- **WHAT IS ASKED**:
Repeat the lines of the listing below exactly, starting at the line that contains "Task: Where can the cluster" and running through the last line, both included, and only those.

#### EXTRACTED MATERIAL ####

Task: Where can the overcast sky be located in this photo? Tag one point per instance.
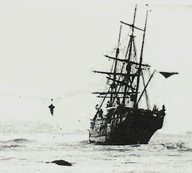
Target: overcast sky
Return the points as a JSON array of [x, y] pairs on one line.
[[49, 48]]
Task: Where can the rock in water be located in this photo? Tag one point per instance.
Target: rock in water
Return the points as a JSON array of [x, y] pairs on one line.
[[62, 162]]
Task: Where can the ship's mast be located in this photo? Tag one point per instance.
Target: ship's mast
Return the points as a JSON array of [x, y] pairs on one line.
[[140, 63], [113, 85], [129, 49]]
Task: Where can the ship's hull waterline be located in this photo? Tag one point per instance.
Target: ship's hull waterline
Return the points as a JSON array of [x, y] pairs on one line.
[[130, 127]]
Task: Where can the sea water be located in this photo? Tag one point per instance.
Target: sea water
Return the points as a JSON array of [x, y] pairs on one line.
[[30, 147]]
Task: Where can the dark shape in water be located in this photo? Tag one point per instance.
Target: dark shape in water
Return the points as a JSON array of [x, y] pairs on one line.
[[62, 162], [124, 121]]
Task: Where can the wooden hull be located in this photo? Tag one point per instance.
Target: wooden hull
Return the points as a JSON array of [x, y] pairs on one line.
[[129, 127]]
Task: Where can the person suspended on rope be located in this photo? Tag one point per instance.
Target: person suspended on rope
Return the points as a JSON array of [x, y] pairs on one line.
[[51, 107]]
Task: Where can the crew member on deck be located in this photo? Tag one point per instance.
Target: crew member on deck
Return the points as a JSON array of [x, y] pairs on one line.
[[51, 107]]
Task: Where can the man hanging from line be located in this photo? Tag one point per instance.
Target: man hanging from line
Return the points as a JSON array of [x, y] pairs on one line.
[[51, 107]]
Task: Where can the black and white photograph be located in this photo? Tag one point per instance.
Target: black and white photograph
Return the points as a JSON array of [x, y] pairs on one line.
[[95, 86]]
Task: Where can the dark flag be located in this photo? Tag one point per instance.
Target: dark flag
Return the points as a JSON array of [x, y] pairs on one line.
[[168, 74]]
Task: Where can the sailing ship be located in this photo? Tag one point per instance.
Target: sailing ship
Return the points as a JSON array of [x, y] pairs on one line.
[[123, 122]]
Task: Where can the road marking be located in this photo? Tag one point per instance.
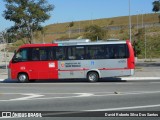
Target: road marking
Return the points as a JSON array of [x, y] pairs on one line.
[[126, 108], [40, 96]]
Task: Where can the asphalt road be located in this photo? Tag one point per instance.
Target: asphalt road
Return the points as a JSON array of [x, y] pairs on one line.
[[78, 97]]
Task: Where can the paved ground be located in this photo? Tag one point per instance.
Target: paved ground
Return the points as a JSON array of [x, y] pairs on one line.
[[71, 98]]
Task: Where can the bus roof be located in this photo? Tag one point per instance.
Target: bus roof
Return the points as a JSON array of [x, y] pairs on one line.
[[75, 43]]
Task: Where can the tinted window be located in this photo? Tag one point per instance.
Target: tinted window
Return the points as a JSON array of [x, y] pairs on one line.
[[21, 55], [75, 53]]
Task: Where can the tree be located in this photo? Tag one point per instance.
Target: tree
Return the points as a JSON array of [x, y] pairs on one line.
[[156, 7], [94, 32], [27, 16]]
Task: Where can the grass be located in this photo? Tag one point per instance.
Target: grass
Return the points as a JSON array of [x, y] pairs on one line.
[[60, 31]]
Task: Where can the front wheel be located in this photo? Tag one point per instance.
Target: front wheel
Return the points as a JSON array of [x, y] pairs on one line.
[[92, 76], [23, 78]]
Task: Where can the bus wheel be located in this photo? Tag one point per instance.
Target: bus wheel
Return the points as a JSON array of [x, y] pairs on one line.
[[23, 78], [92, 76]]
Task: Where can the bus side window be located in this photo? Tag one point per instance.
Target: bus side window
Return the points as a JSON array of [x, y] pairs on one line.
[[35, 54]]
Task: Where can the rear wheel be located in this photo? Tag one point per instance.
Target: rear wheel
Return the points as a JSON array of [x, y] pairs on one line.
[[92, 76], [23, 78]]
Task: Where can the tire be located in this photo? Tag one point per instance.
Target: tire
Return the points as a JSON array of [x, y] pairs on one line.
[[23, 78], [92, 76]]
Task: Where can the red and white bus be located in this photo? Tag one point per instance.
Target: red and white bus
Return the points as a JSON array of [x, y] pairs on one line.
[[73, 59]]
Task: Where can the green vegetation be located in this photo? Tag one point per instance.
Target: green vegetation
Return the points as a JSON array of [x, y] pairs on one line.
[[27, 16], [114, 27]]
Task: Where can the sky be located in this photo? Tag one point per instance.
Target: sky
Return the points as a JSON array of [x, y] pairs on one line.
[[78, 10]]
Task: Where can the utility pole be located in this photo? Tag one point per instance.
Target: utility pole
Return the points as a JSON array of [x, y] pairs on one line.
[[130, 32]]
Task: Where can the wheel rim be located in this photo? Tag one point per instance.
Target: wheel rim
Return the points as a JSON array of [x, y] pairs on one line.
[[22, 78], [92, 77]]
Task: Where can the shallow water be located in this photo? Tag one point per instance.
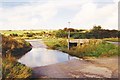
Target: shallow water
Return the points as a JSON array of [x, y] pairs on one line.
[[41, 56]]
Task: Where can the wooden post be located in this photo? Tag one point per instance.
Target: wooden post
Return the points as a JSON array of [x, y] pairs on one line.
[[69, 40]]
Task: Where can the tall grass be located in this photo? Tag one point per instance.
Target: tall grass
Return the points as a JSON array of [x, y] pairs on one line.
[[13, 69], [94, 48], [13, 49], [112, 39]]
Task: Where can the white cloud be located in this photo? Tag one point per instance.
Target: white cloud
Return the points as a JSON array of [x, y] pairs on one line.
[[90, 15], [28, 15], [39, 14]]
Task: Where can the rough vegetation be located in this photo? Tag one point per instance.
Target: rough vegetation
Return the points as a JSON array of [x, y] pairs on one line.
[[12, 50], [94, 48]]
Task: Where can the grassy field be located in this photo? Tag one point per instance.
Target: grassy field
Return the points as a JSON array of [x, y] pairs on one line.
[[94, 48], [12, 50], [112, 39]]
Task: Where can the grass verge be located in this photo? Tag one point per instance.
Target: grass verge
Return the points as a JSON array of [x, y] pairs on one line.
[[94, 48]]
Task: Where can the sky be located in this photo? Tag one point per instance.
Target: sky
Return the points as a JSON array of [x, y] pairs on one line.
[[55, 14]]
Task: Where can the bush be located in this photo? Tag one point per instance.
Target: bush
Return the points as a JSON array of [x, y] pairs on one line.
[[13, 69]]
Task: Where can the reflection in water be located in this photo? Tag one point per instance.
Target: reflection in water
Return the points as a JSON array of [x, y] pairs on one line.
[[41, 56]]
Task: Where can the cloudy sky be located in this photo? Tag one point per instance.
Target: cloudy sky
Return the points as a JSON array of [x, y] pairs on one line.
[[55, 14]]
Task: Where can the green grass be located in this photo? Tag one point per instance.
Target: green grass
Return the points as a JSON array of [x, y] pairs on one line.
[[94, 48], [12, 50], [112, 39], [13, 69]]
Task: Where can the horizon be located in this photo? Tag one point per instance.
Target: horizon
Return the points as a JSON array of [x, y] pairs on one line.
[[54, 15]]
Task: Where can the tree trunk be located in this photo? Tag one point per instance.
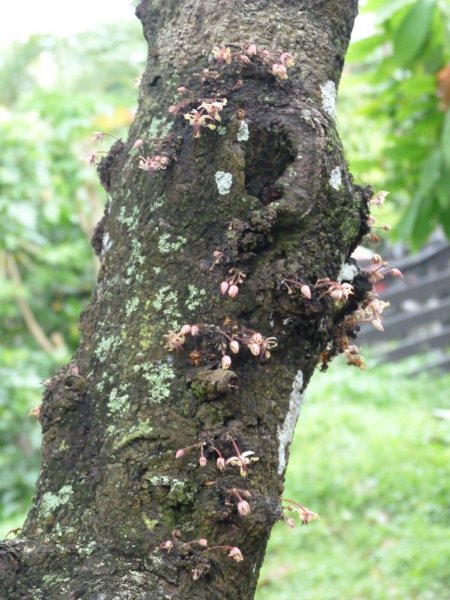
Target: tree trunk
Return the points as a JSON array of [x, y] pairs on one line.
[[266, 193]]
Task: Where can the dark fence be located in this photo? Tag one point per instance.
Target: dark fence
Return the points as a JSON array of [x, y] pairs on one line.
[[418, 318]]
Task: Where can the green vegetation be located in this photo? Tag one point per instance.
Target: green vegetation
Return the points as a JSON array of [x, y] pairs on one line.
[[372, 460], [395, 109], [368, 455]]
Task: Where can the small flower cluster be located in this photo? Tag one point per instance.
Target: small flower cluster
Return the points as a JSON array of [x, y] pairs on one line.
[[304, 513], [339, 292], [239, 459], [207, 114], [277, 62], [230, 284], [154, 163], [176, 339], [232, 340], [379, 271], [243, 506], [202, 543], [371, 313]]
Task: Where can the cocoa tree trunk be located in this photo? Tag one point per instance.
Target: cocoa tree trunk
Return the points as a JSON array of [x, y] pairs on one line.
[[267, 193]]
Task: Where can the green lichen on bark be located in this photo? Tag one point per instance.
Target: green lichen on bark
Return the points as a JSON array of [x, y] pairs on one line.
[[275, 215]]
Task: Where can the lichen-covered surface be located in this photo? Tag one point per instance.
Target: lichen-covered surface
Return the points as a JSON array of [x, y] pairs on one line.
[[268, 189]]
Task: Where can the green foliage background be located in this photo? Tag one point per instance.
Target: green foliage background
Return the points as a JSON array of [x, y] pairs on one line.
[[368, 455]]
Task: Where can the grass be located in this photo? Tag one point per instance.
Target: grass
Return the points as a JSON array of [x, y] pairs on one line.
[[373, 461]]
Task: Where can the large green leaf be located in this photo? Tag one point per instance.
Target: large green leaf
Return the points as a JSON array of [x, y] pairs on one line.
[[411, 35]]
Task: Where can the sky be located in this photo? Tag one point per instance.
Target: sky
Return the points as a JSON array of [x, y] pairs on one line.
[[20, 19]]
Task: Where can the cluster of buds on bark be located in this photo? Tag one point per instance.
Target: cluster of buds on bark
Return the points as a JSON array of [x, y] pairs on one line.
[[200, 545], [239, 459], [379, 270], [207, 114], [231, 343], [305, 515], [277, 62], [176, 339], [154, 163], [353, 357], [230, 285], [339, 292], [238, 495], [371, 313]]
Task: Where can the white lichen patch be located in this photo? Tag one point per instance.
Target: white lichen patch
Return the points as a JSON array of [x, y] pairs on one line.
[[158, 376], [106, 346], [243, 133], [118, 400], [195, 298], [166, 302], [328, 90], [158, 203], [136, 259], [224, 181], [286, 432], [336, 178], [50, 502], [165, 246], [347, 273], [130, 222], [106, 243], [131, 306]]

####

- **FULL RESPONSE**:
Task: Where can the cluster of buds on bark be located in this photo? Tag one point per instance.
Target: cluster of buds on bark
Return the points as a JSON array of [x, y] pairs on one line.
[[200, 545], [239, 459], [379, 270], [207, 114], [231, 343], [305, 515], [277, 62], [176, 339], [154, 163], [353, 357], [230, 285], [339, 292], [238, 495], [371, 313]]
Task: Where can the white lichen patch be located in this photo? Tag one point per instance.
Target: white lichen patch
Return the points as a JSON array of [x, y] pairs on one line.
[[158, 376], [106, 346], [243, 133], [118, 400], [195, 298], [166, 302], [328, 90], [158, 203], [136, 259], [224, 181], [286, 432], [336, 178], [50, 502], [165, 246], [347, 273], [130, 222], [106, 243], [131, 306]]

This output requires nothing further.